» **Exercise goal**: All of the records below must be reproduced exactly, minus any pictures.

[The data]

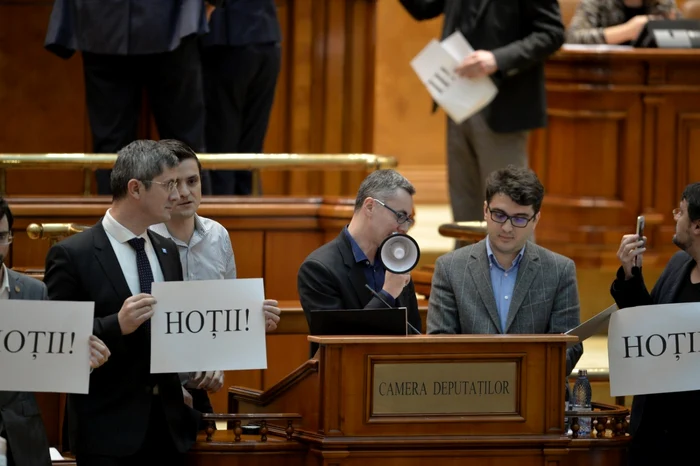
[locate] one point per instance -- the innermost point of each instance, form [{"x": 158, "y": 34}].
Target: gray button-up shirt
[{"x": 209, "y": 254}]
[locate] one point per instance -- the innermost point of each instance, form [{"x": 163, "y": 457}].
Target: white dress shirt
[
  {"x": 118, "y": 236},
  {"x": 209, "y": 254}
]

[/The data]

» **Solution to the exercise**:
[locate] one point per instance -- the innermost point of each instance, form [{"x": 158, "y": 34}].
Target: gray button-up shirt
[{"x": 209, "y": 254}]
[locate] one point per instance -- the innermost point of each instance, form [{"x": 163, "y": 457}].
Target: white dress shirt
[
  {"x": 118, "y": 236},
  {"x": 209, "y": 254}
]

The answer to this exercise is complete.